* [What you should do]:
Find every line in the records below that contains the word "paved" and copy each of those lines, treating uppercase and lowercase letters as different.

* [Data entries]:
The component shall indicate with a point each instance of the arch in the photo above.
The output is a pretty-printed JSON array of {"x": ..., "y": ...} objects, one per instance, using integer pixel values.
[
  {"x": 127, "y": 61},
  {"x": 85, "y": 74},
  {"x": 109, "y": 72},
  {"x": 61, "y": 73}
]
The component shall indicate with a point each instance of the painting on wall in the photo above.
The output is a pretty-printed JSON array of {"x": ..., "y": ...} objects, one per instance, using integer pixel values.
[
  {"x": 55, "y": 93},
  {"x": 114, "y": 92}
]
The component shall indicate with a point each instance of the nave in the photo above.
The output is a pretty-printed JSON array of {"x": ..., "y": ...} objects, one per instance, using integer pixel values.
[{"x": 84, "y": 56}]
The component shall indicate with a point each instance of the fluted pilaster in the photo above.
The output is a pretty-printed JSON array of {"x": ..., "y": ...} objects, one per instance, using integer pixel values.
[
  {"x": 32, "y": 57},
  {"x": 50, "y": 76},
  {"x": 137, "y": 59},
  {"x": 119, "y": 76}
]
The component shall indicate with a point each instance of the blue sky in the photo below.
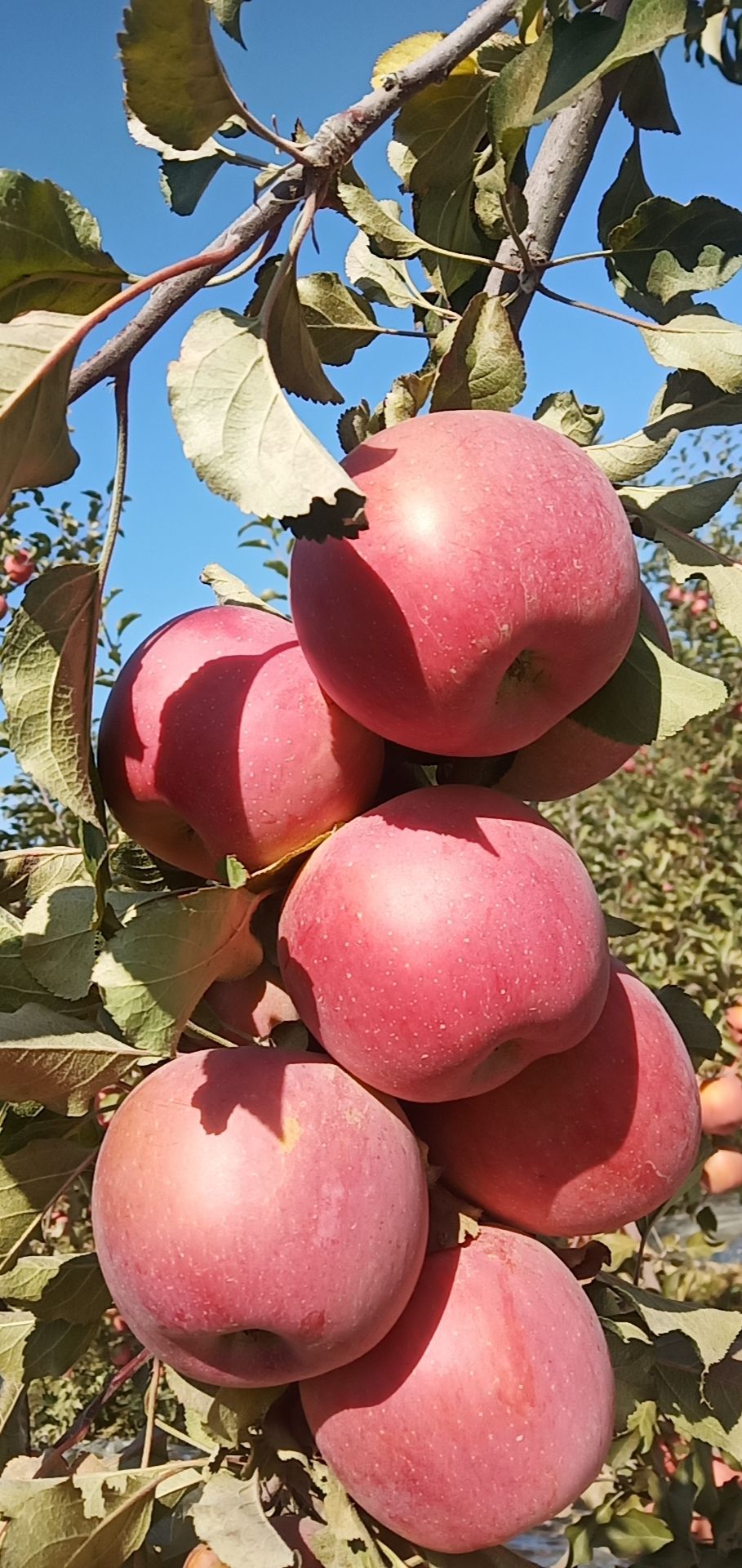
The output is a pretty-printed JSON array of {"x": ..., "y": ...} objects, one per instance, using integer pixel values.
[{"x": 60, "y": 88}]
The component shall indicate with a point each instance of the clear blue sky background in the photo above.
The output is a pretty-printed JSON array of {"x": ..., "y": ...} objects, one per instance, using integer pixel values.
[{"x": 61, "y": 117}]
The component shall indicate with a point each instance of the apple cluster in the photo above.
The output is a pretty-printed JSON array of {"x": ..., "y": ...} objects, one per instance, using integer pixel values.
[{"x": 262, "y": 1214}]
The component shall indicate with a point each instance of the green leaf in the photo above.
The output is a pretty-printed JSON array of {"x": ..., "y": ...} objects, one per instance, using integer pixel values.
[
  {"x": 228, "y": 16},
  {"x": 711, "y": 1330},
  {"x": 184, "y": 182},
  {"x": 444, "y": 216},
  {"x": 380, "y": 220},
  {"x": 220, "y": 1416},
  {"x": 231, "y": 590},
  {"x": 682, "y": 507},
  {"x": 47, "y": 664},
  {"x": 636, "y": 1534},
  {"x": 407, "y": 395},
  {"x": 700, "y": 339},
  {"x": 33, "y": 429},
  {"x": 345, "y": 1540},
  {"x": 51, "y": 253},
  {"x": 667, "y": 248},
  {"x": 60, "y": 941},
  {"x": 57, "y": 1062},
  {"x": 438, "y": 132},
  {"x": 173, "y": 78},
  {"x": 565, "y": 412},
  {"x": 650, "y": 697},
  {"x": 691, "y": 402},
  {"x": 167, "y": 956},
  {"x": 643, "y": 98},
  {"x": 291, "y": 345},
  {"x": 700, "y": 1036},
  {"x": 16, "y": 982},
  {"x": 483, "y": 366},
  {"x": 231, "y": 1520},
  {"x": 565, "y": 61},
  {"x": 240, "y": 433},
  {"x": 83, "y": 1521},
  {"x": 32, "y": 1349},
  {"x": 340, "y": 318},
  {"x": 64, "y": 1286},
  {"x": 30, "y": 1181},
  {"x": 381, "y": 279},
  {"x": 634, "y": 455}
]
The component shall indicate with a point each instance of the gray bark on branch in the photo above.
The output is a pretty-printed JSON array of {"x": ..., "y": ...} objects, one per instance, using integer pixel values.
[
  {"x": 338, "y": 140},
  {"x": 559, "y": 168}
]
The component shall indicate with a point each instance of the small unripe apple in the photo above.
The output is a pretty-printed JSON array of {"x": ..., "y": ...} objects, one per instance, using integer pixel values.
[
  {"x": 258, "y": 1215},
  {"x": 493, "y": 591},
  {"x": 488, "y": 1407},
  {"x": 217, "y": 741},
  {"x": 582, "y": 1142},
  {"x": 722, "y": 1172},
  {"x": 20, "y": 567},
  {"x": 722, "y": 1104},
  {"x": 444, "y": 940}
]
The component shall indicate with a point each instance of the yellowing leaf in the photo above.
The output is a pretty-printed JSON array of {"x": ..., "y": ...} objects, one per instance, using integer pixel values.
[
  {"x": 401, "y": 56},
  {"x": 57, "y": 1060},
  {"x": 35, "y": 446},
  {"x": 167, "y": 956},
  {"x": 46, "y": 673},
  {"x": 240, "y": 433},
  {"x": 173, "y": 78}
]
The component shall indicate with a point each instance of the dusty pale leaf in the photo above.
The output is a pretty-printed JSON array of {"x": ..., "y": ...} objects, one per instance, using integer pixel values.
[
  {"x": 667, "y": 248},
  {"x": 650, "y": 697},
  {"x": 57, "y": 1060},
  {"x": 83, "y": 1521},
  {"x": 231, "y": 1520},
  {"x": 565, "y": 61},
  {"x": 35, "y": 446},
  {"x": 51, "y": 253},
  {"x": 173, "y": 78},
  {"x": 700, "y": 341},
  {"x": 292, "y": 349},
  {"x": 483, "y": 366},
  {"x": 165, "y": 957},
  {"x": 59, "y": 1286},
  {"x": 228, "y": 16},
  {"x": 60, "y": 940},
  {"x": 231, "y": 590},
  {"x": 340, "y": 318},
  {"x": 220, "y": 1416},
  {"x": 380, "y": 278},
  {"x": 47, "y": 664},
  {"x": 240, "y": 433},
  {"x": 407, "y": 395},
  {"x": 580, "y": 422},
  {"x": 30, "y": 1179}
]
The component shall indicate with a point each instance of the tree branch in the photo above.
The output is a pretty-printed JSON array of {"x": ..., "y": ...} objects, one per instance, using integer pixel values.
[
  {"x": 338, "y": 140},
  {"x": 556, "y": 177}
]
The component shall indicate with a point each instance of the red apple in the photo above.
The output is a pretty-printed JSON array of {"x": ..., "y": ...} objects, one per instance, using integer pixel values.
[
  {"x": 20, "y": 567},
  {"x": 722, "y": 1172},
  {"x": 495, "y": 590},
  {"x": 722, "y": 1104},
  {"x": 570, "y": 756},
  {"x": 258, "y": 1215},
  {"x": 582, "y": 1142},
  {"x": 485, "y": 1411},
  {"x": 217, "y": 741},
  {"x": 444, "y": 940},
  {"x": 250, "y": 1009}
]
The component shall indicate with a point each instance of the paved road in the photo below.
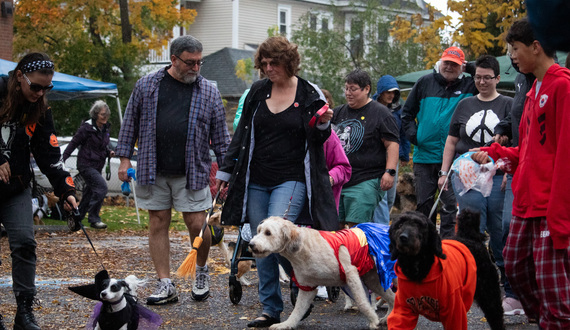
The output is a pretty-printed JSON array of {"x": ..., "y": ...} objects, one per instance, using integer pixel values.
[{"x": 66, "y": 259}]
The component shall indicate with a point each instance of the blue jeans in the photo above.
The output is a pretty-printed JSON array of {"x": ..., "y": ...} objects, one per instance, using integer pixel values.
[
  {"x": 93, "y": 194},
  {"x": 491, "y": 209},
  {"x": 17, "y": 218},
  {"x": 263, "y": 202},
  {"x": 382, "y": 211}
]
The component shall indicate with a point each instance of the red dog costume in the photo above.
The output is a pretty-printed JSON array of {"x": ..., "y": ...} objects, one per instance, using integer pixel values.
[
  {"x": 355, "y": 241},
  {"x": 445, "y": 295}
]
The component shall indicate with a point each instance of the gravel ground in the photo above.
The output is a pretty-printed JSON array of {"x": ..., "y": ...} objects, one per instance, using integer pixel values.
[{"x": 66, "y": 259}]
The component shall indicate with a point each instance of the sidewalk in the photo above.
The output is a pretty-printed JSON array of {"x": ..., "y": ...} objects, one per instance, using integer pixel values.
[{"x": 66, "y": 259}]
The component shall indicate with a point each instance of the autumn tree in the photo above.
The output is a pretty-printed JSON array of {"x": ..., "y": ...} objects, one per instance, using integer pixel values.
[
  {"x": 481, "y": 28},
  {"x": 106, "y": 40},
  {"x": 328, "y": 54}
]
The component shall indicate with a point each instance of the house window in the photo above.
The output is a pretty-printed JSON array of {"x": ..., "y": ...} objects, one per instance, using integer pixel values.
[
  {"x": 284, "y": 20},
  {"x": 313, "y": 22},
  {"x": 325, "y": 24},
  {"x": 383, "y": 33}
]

--

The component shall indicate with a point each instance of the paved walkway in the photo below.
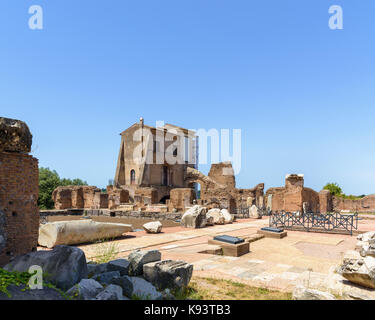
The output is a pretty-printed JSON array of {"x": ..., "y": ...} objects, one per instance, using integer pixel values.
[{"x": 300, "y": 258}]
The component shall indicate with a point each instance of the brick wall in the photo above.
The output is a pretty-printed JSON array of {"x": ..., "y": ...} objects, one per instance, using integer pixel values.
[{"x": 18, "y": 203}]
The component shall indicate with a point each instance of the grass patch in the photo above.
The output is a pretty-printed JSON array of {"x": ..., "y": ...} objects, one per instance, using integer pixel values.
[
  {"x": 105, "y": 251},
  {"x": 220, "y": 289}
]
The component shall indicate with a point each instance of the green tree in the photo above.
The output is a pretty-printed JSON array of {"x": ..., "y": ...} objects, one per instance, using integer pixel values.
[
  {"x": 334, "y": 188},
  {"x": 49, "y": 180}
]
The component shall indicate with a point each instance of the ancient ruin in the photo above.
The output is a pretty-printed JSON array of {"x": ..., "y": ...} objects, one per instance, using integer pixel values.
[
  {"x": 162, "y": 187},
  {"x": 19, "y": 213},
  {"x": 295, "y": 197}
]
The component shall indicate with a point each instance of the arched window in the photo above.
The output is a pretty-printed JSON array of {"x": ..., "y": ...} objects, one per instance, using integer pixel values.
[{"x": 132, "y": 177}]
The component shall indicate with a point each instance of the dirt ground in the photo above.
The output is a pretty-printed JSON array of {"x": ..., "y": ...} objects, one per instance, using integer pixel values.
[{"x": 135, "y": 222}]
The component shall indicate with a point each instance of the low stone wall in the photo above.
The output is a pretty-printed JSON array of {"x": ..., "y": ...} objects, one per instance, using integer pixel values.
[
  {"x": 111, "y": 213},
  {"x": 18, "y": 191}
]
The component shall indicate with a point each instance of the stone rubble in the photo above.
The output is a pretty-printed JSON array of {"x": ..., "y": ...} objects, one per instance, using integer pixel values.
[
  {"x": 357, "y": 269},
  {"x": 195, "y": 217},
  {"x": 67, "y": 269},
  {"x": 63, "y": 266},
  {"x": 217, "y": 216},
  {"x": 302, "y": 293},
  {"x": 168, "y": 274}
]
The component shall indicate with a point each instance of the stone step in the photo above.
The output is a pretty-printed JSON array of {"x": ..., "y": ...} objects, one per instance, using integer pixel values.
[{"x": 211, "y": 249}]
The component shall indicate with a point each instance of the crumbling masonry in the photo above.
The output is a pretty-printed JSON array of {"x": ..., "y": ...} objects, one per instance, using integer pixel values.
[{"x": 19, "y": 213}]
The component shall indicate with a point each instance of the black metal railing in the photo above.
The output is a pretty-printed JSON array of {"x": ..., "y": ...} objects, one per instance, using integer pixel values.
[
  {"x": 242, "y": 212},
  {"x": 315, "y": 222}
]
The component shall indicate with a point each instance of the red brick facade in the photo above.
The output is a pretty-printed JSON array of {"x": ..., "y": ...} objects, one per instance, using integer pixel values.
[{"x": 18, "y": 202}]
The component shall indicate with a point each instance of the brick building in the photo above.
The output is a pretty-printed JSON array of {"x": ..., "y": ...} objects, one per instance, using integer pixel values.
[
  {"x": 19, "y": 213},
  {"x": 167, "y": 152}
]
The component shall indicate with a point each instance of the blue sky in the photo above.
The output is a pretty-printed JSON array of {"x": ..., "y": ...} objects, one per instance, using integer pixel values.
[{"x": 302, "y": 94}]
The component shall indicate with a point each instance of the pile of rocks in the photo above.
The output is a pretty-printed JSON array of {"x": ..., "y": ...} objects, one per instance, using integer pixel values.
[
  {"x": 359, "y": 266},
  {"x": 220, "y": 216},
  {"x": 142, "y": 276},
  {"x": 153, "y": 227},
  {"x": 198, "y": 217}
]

* [Reply to the exercise]:
The component shall indicate with a point each instance of the paved road in the photo below.
The component shall indicate with a point each instance of the paved walkway in the photo below.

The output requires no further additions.